[QUESTIONS ON THE MATERIAL]
1. In the album review, which label released Phantom of Liberty?
2. Transcribe the album review word for word, covering the stretch from "26th October 2016" through "god, Dieter Moebius.".

[SELECTED TEXT]

The Article
Camera: krautrock from Berlin. Do I really need to add anything else?
26th October 2016
Title: Phantom of Liberty
Label: Bureau B
New to me although I hear that the band’s debut release (Radiate!) hit the streets in 2012, this trio hail from Berlin and hold their krautrock genre with some pride. In fact, no other than the mighty Neu! man Michael Rother has regularly fashioned a Germanic thumbs up in their general direction. So one must take note, therefore. Especially, after Camera actually supported Neu! in concert and then later Rother invited them to perform a joint show with him and Cluster god, Dieter Moebius.
Camera are an energetic lot. They tend to appear here and there without much warning occupying guerilla gigs across Berlin while their anti-establishment ideas have won them much underground support.
This release is the band’s third album (following the EP Système Solaire and the 2014 album, Remember I Was Carbon Dioxide). In audiophile terms, the music has been recorded ‘low’ enough to offer some good instrumental separation that allows the organic instruments such as the drums to blend easily with the synth work.
What I love about this album (and, I gotta say right now that I really love this album) is the rolling, striving, never to be stopped, beat that hits you. Many a head will nod during play on this CD. It’s infectious and gets under your skin very quickly indeed while the instrumentation and, to some extent, the arrangements have a slight retro feel to them that blends well into the obvious broad-based suite of ideas from the band. This instrumental album is also full of moods, there’s plenty of power here but the album doesn’t overly rely upon it. Taking the classic European krautrock structures but also introducing more eastern influences that are add an almost alien-esque, space rock essence to the album. The overall combination is quite delicious.

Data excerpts
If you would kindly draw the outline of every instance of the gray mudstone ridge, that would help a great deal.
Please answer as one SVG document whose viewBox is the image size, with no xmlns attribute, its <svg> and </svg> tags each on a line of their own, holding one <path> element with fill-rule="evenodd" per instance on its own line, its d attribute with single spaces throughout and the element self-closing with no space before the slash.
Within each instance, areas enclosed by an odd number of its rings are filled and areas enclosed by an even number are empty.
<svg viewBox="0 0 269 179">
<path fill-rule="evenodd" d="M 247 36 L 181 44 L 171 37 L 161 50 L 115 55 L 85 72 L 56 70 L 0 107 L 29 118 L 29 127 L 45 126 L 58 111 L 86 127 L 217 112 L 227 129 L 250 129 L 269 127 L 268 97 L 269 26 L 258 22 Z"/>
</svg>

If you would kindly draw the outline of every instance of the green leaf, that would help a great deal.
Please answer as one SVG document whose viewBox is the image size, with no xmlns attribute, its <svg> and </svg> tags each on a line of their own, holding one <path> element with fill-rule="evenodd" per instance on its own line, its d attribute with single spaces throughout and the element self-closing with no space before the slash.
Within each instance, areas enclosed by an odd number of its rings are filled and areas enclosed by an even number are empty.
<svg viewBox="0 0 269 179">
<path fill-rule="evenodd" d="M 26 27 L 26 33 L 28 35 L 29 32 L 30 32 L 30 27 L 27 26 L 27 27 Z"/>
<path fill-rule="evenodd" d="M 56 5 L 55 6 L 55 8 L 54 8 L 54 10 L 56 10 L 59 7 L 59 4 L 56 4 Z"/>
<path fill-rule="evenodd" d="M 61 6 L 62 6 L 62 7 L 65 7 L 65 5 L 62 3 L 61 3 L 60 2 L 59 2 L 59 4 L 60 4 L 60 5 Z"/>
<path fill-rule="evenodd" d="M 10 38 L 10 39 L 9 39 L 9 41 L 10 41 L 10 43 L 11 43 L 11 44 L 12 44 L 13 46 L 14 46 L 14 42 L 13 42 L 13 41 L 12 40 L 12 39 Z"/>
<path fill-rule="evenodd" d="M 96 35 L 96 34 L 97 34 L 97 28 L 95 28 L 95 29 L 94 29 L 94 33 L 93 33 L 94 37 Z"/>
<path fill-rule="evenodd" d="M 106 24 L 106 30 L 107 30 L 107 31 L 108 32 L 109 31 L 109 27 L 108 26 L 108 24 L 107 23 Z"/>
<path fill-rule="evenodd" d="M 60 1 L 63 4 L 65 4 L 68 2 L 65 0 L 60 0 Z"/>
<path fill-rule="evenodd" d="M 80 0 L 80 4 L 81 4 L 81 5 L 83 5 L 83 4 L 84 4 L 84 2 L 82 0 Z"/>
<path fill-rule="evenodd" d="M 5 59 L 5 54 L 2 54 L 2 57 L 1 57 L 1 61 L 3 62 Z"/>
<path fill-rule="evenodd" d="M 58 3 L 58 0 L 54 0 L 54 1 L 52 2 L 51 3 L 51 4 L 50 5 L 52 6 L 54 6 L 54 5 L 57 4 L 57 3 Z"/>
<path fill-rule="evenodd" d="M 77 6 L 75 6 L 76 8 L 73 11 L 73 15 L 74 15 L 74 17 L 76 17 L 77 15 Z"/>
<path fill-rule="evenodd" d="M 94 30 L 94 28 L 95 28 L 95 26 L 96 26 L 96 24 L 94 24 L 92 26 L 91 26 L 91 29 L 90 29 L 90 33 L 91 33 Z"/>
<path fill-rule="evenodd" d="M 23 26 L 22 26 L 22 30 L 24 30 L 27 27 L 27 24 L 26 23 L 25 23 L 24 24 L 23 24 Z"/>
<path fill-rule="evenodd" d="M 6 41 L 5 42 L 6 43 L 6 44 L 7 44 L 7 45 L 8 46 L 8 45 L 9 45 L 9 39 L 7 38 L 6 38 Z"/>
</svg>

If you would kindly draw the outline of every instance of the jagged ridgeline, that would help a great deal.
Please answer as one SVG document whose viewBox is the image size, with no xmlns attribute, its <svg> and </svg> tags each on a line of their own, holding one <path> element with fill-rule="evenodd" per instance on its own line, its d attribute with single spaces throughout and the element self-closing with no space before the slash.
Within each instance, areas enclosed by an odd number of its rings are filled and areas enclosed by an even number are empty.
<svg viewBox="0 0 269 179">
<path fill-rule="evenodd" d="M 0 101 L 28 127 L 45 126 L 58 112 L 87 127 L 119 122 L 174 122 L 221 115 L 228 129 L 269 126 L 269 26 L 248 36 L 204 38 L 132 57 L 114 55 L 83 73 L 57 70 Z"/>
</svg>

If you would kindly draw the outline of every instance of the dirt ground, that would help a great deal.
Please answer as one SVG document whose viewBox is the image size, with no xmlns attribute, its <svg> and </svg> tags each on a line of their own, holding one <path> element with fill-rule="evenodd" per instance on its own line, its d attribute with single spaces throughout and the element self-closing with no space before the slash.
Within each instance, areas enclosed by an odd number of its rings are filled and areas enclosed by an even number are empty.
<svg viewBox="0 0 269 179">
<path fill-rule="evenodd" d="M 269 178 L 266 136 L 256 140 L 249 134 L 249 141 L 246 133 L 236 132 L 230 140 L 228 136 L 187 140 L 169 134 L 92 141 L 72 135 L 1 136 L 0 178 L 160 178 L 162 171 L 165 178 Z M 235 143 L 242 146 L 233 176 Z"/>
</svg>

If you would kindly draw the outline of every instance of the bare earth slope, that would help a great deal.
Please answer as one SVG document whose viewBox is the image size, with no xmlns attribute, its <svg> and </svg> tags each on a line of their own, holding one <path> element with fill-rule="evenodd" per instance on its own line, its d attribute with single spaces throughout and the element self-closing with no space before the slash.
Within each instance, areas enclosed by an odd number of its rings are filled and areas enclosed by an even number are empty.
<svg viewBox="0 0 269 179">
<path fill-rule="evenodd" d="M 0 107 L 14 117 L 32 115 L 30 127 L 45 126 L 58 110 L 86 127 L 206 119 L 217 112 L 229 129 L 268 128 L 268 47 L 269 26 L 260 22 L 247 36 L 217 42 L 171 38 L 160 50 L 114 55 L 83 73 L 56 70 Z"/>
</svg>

[PER-TASK ANSWERS]
1. Bureau B.

2.
26th October 2016
Title: Phantom of Liberty
Label: Bureau B
New to me although I hear that the band’s debut release (Radiate!) hit the streets in 2012, this trio hail from Berlin and hold their krautrock genre with some pride. In fact, no other than the mighty Neu! man Michael Rother has regularly fashioned a Germanic thumbs up in their general direction. So one must take note, therefore. Especially, after Camera actually supported Neu! in concert and then later Rother invited them to perform a joint show with him and Cluster god, Dieter Moebius.